**Problem requirements**
Your response should give back each record exactly, word for word.

(Region pointing data)

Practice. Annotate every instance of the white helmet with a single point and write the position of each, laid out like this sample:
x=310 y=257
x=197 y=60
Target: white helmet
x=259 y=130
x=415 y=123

**Answer for this exercise**
Practice. Annotate every instance of the white helmet with a single point and write the position of each, laid out like this sample:
x=310 y=257
x=197 y=60
Target: white helmet
x=259 y=130
x=415 y=123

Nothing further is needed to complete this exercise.